Top of DATA UNDER STUDY

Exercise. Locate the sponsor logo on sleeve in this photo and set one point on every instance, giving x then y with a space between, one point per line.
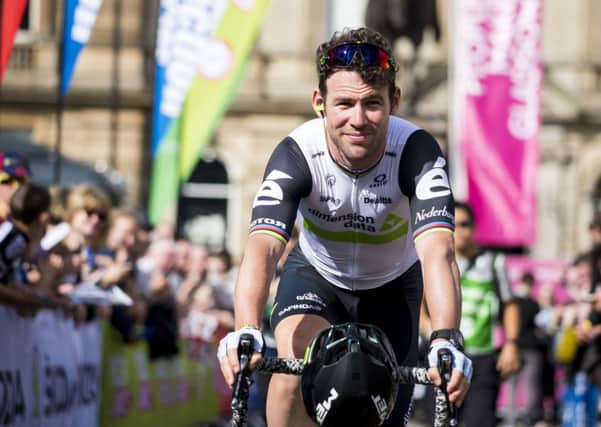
424 215
434 183
324 407
268 221
271 193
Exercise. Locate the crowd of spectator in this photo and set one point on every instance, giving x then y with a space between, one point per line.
68 249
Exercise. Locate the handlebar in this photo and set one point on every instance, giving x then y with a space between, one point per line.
445 411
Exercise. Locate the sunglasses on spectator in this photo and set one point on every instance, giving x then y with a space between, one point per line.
13 180
343 55
98 212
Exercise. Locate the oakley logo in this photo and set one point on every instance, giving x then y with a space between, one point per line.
434 183
324 407
379 181
325 199
270 193
376 200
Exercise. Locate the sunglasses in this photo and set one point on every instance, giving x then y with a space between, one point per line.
371 56
102 215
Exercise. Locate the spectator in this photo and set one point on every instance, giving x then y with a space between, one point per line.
88 215
222 277
156 280
488 302
14 170
19 239
122 241
533 349
595 234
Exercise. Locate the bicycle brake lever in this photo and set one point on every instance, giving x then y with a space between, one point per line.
245 347
445 367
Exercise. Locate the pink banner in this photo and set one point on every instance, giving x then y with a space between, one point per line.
498 76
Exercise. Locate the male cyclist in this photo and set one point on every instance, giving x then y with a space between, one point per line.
375 211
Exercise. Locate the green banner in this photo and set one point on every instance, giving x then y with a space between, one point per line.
199 64
219 75
178 392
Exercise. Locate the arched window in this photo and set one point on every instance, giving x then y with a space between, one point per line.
202 208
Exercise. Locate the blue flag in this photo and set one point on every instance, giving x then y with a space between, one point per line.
80 16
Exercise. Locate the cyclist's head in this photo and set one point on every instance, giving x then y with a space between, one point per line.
362 50
350 377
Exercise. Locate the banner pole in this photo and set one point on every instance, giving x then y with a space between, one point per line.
116 83
60 104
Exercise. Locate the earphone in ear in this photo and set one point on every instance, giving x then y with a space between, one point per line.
319 108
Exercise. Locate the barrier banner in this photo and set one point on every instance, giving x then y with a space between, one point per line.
49 370
137 392
79 19
202 47
496 91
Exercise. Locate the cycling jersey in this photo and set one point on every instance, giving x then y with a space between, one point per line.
356 229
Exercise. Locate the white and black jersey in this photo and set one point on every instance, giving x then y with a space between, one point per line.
357 230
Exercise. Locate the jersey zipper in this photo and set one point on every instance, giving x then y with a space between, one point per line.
355 233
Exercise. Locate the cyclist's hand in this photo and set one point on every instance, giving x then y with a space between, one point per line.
461 376
227 353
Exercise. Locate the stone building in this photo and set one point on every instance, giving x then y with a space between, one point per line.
106 126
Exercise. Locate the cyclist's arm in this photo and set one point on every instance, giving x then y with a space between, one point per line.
286 180
256 272
441 279
423 178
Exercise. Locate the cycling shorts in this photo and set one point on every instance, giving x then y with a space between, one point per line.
393 307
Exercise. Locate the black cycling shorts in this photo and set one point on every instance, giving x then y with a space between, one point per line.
393 307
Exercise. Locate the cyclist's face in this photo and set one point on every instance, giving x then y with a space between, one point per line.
357 117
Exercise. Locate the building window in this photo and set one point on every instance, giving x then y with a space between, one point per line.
203 205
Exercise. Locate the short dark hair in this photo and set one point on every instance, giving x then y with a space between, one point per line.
28 202
372 75
467 208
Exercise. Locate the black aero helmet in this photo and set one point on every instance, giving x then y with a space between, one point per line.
350 376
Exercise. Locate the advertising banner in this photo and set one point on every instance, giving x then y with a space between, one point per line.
495 115
12 13
49 370
202 47
137 392
80 16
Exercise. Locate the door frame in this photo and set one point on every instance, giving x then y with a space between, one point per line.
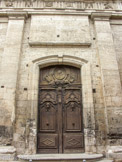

Bottom of DATA UNDER STUDY

§ **TASK DIRECTIONS**:
Leaving out only the pictures, return the material above unchanged.

§ **ANSWER TO THE EXERCISE**:
Exercise. Locate the sponsor logo on sleeve in this photo and set one point on every instance, giving x then y with a space between, one point per line.
424 215
434 183
324 407
268 221
271 193
Exercise. Locate the crowd of spectator in this photo and set one point on every instance, giving x then y with a space between, one point per line.
68 249
Exercise. Locate the handlebar in this photo and set one point on every instance, giving x then y with a space between, one point per line.
445 411
Exercise. Locate the sunglasses on spectator in this photo and set one point on every instance, giving x then y with a space between, one point per line.
13 180
343 55
98 212
Exercise. Locate the oakley logo in this photo and set one point on every instance, giving x then y with a space between, one point per line.
434 183
324 407
379 181
325 199
270 193
376 200
Exercise. Locate the sunglasses in this photo and set one point on every instance, giving x then y with a space between, one point per line.
371 56
102 215
Exercise. Locate the spectator in this photo and set one point on every instance, giving x then y with a space between, one point per line.
88 215
222 277
156 280
488 302
14 170
19 239
122 241
533 349
595 234
Exercise. Locate the bicycle brake lever in this photo and set one point on every instance, giving x then y with a space between, one point per line.
245 347
445 367
Exercise. Locate the pink banner in this photo and set one point on every instance, giving x then y with a space between, one point per line.
498 76
Exercise. Locate the male cyclist in this photo and set one point on every instance, giving x then y with a space between, one point per line.
375 211
Exercise. Locate the green banner in this photo and set one point on every instance, giving x then y with a space between, one point per line.
199 64
219 75
178 392
Exercise. Locate the arched window in this photo and set one point on every instance, giving x then y with a space between, one point per line.
202 208
Exercise. Locate the blue flag in this photo and set one point on every instance, giving x then y with a space between, one point per line.
80 16
Exercise. Locate the cyclist's head in this photo and set one point on every instance, giving x then y with a space between, one point per line.
362 50
350 377
Exercise. Locate the banner pole in this photo and set one point on every instance, giving x then y with a space between, one point per line.
116 83
60 104
Exercise. Locate the earphone in ear in this photo and set one point on every instance, giving x then y with a space between, one point per line.
319 108
Exercise. Locate the barrier banner in this photo and set one point on every instance, giving x then y with a space between, one point per line.
49 370
137 392
79 19
202 47
496 91
Exercise. Locate the cycling jersey in this photo and set one point on every instance, giving x then y with a space between, one point per line.
356 229
Exercise. Locate the white and black jersey in this photo and set one point on every instance, giving x then y with a space between, one point per line.
357 230
Exercise. Locate the jersey zipper in this photo and set one point on every instance, giving x then y with a space between, one point per line.
355 233
Exercise. Locate the cyclist's hand in this photo and set one point on every instance, giving x then y with a space between, one point per line.
461 376
227 353
Exercise. Locate the stone building in this photo and set one point on every instance, giving x then y with a space between, one point per line.
106 126
Exercise. Locate the cyclist's arm in this photo and set one point on every instance, giving x then y with a space between, one point per line.
286 180
256 272
441 279
423 178
Exercise. Locate the cycling shorts in this photo and set one point on every instance, giving x then y with a space between, one point per line.
393 307
Exercise. Locate the black cycling shorts in this photo and set one point on every instance, giving x then y with a space between, one point per line.
393 307
Exercise. Locate the cyclist's face in this photo and set one point on every instance, giving x then y with a space between, one point per line.
357 117
Exercise. Locate the building window in this photo and set one point on every instance, giving x then y with a space between, one point per line.
203 205
Exercise. Locate the short dark hair in this photo and set one point on every instance, giving x then y with a space between, one point per line.
28 202
372 75
467 208
Exercise. Locate the black aero helmet in this photo and set one point on every instance, giving x then y with a space between, one point per line.
350 376
Exercise. Locate the advertising banner in this photo and set one point on every instance, giving x then y with a space between, one point per line.
495 115
12 13
49 370
202 47
137 392
80 16
Exercise. Locate the door frame in this photo and set one point on every instance, giving x then y with a space between, one point per line.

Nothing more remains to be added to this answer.